▶ **Estratto del testo**:
VACARIO
– Di origine lombarda, nulla si sa circa la sua famiglia (lo si è creduto nativo di Mantova o di Piacenza, ma senza poter addurre argomenti decisivi), e nacque intorno al 1120.
Ricevette una formazione culturale ampia entro la quale il diritto aveva un ruolo di particolare rilievo (proprio in quei decenni, soprattutto in Italia, l’appena risorta scientia iuris era del resto la disciplina che più di ogni altra accendeva l’interesse dei giovani). Si continua a ripetere, senza però che vi sia alcuna prova, che Vacario studiò a Bologna. In realtà è possibile – soprattutto se si considerano la varietà dei suoi interessi e l’approccio non esclusivo al diritto romano – che si sia formato in qualche altro centro padano, come le già ricordate Mantova e Piacenza, dove i locali maestri diffondevano gli innovativi insegnamenti di Irnerio e dei suoi famosi allievi sulle leggi di Giustiniano, senza però trascurare le artes, la Bibbia e i canoni ecclesiastici.
Terminati gli studi, Vacario aveva forse già cominciato a tenere a sua volta lezioni sul diritto civile (inducono a pensarlo le citazioni nelle Dissensiones dominorum e alcune glosse da lui apposte al De regulis iuris di Bulgaro), quando visse il suo momento nodale. Tra il 1143 e il 1144, fu infatti notato dall’arcivescovo di Canterbury, Teobaldo di Bec, all’epoca in viaggio in Italia. Al momento di ritornare in patria, sentendo il bisogno di un giurista che lo supportasse nella disputa che lo opponeva a Enrico vescovo di Winchester e fratello di re Stefano a proposito della carica di legato papale in Inghilterra, Teobaldo decise di portare Vacario con sé.
Al seguito dell’arcivescovo, Vacario rimase sino al 1159, accompagnandolo anche al Concilio di Reims (1148-49), dove Teobaldo volle recarsi contravvenendo all’esplicito divieto del sovrano. Fu probabilmente in quegli anni che Vacario prese gli ordini sacri (in un documento databile tra il 1150 e il 1161 in cui funge da testimone, appare come clericus archiepiscopi).

▶ **Dettagli del compito**: Restituisci alla lettera il passo della voce su Vacario che inizia con "Ricevette una formazione" e termina con "i canoni ecclesiastici.".

▶ **Materiale fornito**:
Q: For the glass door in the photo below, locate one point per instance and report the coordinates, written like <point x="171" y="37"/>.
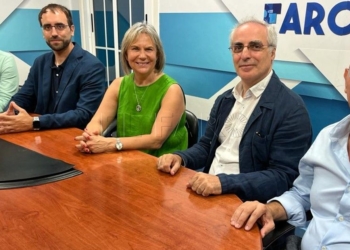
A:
<point x="110" y="19"/>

▶ **Esercizio svolto**:
Ricevette una formazione culturale ampia entro la quale il diritto aveva un ruolo di particolare rilievo (proprio in quei decenni, soprattutto in Italia, l’appena risorta scientia iuris era del resto la disciplina che più di ogni altra accendeva l’interesse dei giovani). Si continua a ripetere, senza però che vi sia alcuna prova, che Vacario studiò a Bologna. In realtà è possibile – soprattutto se si considerano la varietà dei suoi interessi e l’approccio non esclusivo al diritto romano – che si sia formato in qualche altro centro padano, come le già ricordate Mantova e Piacenza, dove i locali maestri diffondevano gli innovativi insegnamenti di Irnerio e dei suoi famosi allievi sulle leggi di Giustiniano, senza però trascurare le artes, la Bibbia e i canoni ecclesiastici.